**What is needed:** Reproduce the lines of the material from the one containing "Where is the white" through the one containing "[872,545,1024,576]", inclusive, with "utility pole" replaced by "telephone pole" and all else unchanged. Give only those lines.

-- start --

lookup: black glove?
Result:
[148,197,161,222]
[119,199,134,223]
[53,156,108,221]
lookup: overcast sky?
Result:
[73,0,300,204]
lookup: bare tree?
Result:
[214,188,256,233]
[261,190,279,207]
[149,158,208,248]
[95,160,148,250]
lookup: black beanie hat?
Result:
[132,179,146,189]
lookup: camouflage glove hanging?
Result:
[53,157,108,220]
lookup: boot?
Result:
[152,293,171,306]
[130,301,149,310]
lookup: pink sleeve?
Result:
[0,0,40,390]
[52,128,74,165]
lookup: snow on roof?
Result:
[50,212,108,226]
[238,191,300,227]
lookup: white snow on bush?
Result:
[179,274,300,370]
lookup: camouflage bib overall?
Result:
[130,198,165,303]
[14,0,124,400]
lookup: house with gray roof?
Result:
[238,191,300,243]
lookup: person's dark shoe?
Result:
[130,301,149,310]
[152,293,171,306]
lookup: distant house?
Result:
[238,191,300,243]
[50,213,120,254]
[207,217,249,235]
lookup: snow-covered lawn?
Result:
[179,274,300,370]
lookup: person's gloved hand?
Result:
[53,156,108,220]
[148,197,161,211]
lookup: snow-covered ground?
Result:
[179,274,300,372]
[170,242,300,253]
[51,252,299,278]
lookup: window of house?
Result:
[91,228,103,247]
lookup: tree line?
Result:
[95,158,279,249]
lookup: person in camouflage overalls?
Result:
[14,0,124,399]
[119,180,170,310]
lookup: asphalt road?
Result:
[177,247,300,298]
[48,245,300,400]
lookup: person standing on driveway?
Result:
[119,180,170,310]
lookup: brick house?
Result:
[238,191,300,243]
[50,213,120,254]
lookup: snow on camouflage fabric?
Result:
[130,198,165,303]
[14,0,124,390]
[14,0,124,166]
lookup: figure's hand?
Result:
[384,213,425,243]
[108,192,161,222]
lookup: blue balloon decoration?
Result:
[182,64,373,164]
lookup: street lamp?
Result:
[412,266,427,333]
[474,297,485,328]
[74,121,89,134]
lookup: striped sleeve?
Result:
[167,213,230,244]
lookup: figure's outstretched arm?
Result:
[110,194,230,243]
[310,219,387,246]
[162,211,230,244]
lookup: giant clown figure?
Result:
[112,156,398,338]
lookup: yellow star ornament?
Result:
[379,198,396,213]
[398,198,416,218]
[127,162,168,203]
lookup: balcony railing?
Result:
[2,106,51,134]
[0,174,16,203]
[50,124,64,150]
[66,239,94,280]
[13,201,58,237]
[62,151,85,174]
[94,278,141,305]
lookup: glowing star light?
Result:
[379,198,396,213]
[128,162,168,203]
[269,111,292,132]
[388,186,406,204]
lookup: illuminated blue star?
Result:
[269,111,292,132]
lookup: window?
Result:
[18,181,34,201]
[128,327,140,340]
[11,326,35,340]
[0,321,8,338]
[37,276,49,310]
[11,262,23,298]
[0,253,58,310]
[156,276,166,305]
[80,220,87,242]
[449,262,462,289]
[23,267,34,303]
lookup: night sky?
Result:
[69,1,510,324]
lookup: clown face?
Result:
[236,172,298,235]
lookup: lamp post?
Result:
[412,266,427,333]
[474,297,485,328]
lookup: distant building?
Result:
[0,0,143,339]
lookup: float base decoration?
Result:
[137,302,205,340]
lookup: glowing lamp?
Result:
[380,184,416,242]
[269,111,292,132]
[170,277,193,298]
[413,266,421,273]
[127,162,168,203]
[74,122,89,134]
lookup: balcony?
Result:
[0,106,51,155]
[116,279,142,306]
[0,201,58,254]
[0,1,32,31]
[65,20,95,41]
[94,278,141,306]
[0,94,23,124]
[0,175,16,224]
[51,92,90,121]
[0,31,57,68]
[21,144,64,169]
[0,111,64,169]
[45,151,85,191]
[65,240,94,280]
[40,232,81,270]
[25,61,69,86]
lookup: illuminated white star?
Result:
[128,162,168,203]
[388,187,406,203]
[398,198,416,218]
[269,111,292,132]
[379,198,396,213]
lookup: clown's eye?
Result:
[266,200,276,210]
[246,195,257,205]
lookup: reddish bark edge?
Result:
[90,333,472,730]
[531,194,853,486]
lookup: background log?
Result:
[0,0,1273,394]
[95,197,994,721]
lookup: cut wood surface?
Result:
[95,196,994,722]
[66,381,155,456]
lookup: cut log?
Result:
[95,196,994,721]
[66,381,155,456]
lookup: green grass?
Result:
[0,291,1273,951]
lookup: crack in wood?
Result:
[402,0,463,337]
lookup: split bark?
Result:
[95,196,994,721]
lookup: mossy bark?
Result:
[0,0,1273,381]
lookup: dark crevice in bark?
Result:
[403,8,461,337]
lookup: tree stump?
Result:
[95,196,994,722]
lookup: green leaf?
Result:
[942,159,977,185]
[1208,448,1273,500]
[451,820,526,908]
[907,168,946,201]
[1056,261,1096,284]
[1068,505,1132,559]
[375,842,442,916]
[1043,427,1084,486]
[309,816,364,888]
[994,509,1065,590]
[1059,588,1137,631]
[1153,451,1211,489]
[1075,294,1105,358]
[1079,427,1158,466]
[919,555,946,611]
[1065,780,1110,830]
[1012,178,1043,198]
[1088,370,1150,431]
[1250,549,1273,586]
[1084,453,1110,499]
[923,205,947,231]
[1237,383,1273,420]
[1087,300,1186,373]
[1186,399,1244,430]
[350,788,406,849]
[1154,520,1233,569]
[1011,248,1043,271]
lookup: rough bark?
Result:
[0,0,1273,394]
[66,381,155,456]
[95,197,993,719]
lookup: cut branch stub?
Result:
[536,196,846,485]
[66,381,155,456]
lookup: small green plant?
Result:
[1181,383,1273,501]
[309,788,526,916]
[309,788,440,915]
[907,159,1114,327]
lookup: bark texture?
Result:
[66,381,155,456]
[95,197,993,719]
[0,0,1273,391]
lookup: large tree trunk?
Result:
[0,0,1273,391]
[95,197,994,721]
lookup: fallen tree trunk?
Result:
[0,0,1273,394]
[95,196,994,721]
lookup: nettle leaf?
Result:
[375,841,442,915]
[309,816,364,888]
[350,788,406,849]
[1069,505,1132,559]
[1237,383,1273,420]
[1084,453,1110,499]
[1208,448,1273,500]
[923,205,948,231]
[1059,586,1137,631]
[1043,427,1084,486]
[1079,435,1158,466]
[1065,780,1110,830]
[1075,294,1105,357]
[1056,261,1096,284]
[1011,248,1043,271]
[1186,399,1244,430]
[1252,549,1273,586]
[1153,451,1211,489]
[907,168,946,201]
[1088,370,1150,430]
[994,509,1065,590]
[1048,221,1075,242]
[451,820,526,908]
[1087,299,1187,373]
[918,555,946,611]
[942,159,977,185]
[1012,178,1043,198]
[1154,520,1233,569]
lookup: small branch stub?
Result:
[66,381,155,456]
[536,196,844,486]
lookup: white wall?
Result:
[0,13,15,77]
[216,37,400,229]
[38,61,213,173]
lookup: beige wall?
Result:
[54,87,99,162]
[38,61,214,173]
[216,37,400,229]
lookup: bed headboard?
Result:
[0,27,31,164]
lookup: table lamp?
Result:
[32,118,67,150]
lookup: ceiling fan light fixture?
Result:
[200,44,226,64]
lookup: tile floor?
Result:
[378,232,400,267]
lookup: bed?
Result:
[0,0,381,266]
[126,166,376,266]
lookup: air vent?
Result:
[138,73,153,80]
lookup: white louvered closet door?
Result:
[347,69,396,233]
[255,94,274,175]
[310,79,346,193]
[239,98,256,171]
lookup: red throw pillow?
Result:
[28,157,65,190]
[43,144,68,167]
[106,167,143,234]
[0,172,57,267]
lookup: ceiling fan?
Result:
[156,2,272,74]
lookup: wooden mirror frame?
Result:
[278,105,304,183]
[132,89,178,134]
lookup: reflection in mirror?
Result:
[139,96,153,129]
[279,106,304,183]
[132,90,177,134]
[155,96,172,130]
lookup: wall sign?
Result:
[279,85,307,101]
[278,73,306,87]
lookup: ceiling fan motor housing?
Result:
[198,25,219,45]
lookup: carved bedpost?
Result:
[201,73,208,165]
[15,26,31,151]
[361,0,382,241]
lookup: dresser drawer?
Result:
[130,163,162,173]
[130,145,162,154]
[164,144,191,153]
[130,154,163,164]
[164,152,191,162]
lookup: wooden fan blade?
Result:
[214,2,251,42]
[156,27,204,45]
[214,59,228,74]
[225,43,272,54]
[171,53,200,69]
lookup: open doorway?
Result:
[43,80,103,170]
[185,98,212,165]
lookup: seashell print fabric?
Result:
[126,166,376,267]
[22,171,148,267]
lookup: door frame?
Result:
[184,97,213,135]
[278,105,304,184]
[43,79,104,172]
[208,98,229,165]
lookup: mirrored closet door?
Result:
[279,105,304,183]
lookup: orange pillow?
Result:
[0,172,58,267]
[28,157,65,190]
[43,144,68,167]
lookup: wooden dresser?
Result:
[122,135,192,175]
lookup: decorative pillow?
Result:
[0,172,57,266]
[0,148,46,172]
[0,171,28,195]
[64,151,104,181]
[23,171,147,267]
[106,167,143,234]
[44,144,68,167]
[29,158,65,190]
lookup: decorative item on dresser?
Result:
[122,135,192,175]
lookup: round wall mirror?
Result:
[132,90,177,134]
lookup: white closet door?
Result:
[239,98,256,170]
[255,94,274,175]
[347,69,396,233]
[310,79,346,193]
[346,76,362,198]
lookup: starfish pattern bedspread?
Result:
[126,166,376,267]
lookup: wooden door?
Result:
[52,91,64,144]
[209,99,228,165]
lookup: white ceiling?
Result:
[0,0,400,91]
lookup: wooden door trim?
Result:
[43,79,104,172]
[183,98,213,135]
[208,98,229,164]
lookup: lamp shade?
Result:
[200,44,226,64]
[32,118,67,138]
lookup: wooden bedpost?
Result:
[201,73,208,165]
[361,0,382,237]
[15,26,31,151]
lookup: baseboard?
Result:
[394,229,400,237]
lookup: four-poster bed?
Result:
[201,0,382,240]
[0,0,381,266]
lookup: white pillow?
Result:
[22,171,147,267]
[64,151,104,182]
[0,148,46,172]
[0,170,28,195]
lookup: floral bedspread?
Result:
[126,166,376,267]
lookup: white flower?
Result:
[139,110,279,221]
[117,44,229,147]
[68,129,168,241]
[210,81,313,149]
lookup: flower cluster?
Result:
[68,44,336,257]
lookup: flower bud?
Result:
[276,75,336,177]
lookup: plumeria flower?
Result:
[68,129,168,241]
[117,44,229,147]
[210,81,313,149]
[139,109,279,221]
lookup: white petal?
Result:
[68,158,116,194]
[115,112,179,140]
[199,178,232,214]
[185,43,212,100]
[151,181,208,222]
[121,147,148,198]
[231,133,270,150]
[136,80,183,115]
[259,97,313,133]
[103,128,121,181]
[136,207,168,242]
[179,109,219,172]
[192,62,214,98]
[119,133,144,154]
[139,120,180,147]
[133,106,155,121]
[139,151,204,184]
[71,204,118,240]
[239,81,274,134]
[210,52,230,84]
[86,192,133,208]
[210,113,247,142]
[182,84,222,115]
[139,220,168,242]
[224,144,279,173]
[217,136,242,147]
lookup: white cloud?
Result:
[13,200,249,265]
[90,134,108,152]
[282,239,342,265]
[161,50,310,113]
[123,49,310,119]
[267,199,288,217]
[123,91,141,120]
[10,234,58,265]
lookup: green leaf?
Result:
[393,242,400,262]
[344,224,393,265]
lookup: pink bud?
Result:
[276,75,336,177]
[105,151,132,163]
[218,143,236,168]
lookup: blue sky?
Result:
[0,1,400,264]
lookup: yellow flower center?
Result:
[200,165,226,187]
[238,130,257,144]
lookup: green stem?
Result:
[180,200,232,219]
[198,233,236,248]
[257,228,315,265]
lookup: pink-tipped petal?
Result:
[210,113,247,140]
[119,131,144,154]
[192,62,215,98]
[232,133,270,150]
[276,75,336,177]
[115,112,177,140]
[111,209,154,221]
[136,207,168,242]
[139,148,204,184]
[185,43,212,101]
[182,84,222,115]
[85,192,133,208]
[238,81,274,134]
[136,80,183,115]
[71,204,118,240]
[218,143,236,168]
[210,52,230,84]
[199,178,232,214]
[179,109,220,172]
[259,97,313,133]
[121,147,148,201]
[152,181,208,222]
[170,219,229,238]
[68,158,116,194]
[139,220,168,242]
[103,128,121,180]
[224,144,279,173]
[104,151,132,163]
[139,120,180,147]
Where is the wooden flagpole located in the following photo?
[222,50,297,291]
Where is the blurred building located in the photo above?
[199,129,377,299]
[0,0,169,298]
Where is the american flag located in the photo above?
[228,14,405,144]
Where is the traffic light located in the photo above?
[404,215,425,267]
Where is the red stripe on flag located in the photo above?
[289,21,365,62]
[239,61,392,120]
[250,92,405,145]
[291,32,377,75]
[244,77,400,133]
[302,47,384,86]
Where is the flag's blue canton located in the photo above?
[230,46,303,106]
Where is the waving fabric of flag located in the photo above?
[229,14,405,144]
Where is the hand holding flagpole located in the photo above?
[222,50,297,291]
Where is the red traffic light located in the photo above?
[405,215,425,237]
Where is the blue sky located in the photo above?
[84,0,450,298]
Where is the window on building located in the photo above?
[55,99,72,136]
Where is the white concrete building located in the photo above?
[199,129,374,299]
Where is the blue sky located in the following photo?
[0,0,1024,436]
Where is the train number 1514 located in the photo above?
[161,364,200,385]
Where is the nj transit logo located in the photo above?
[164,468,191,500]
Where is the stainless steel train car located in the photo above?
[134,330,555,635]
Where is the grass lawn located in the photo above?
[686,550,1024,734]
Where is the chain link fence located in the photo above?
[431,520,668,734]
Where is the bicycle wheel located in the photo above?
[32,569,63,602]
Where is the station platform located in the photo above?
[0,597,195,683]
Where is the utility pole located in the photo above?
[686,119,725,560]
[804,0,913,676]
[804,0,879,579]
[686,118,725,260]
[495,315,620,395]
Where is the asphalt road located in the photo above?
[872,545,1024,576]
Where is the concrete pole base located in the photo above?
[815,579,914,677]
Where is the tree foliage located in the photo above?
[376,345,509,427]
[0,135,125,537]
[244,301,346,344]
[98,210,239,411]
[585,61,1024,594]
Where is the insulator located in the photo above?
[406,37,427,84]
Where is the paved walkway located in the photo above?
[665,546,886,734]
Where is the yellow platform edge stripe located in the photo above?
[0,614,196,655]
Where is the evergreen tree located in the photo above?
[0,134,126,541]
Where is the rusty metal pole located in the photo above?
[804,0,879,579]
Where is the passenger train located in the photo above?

-- end --

**Solution for this exercise:**
Where is the white concrete building located in the photo above?
[199,129,374,299]
Where is the blue sky located in the following photo?
[0,0,1024,436]
Where is the train number 1514 located in the photo above?
[161,364,200,385]
Where is the nj transit logo located in the photo above?
[164,468,191,500]
Where is the stainless steel train car located in the photo above?
[134,330,555,635]
Where is the grass lawn located in the photo above?
[686,550,1024,734]
Where is the chain link fence located in the photo above?
[431,520,668,734]
Where is the bicycle wheel located in the photo above?
[32,569,63,602]
Where is the station platform located in the photo above?
[0,597,195,683]
Where is the telephone pole located in the photo above?
[686,119,725,560]
[804,0,913,676]
[804,0,879,579]
[686,118,725,260]
[495,315,620,395]
Where is the asphalt road located in the photo above?
[872,545,1024,576]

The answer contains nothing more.